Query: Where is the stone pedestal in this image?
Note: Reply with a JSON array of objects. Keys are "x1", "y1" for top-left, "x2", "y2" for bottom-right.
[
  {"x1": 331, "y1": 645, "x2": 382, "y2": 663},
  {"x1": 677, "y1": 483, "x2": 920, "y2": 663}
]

########

## TASK REQUIREMENTS
Rewrite the items above, changing "stone pedestal" to "stone base" and leaving everything else as it is.

## RESPONSE TO THE TASK
Query: Where is the stone base in this image?
Note: Reply with a JSON array of objects. Keys are "x1", "y1" for top-left, "x2", "y2" for bottom-right.
[
  {"x1": 331, "y1": 645, "x2": 382, "y2": 663},
  {"x1": 677, "y1": 483, "x2": 920, "y2": 663}
]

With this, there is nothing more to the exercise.